* [WHAT THE TASK REQUIRES]
Select and copy every line of the records below that contains the string "positive". Case counts.

(Records from a dataset)
__________________________________________________
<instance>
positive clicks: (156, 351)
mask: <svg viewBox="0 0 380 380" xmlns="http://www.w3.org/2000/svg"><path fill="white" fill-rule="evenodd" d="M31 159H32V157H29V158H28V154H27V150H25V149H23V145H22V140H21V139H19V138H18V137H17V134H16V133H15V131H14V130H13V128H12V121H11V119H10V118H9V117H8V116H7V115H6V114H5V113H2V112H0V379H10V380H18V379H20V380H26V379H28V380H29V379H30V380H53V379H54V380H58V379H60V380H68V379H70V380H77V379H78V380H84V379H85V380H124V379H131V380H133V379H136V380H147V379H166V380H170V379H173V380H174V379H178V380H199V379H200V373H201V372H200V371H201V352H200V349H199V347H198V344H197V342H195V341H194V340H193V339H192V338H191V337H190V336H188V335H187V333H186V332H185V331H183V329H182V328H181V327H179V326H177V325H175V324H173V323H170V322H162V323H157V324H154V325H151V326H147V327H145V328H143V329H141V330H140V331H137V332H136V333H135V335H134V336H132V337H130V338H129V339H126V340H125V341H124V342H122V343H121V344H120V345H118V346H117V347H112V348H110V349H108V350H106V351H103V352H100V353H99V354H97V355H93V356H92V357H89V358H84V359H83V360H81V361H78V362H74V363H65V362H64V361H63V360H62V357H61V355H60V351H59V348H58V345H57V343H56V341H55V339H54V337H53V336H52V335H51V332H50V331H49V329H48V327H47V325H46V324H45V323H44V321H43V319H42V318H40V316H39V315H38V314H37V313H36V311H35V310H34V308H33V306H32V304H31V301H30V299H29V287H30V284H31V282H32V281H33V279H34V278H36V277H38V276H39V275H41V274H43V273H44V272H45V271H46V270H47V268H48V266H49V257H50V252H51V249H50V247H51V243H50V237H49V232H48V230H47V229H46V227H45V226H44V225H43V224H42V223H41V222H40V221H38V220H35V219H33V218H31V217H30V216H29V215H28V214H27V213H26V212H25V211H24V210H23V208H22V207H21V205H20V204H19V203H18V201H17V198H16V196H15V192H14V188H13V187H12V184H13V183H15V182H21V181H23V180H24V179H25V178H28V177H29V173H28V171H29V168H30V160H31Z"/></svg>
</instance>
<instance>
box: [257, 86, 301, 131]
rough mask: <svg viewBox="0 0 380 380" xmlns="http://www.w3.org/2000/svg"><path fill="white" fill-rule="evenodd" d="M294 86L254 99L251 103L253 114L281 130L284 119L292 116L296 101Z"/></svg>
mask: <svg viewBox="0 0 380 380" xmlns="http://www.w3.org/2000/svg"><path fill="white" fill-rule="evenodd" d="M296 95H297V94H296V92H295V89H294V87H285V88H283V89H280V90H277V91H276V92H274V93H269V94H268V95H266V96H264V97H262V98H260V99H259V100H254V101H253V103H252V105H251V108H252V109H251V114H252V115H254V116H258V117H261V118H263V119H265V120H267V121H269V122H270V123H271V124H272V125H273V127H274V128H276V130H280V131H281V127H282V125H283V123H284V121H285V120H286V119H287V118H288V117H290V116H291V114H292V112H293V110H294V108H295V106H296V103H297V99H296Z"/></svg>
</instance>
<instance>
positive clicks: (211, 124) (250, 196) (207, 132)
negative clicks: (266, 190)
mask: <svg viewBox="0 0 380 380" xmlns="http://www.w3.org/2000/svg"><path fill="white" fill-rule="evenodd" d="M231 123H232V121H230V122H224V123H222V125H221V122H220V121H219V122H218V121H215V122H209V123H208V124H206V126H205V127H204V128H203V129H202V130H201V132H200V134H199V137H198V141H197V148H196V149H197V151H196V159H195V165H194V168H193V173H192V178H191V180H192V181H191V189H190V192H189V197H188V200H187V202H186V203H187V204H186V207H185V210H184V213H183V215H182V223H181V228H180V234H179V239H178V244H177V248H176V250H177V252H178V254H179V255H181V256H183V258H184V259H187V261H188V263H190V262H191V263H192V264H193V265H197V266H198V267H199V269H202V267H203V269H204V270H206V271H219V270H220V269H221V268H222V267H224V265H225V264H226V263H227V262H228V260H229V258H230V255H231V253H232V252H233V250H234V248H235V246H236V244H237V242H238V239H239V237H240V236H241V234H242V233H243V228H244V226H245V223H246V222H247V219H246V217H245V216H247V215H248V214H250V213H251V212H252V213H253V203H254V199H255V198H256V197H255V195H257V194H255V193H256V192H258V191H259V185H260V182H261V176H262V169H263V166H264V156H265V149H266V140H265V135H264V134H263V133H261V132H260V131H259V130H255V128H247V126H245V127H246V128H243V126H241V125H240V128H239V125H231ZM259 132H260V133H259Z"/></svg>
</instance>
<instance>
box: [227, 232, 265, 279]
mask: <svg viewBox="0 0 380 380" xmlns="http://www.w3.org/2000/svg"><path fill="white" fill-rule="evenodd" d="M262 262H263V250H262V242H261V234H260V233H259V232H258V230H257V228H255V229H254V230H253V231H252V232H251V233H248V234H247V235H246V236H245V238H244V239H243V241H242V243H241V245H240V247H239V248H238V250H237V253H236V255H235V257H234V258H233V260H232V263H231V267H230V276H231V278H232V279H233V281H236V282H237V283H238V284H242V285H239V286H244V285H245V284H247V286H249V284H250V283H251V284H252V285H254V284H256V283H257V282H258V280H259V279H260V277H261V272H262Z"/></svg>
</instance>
__________________________________________________
* [OUTPUT FOR THIS TASK]
positive clicks: (156, 351)
positive clicks: (211, 124) (250, 196) (207, 132)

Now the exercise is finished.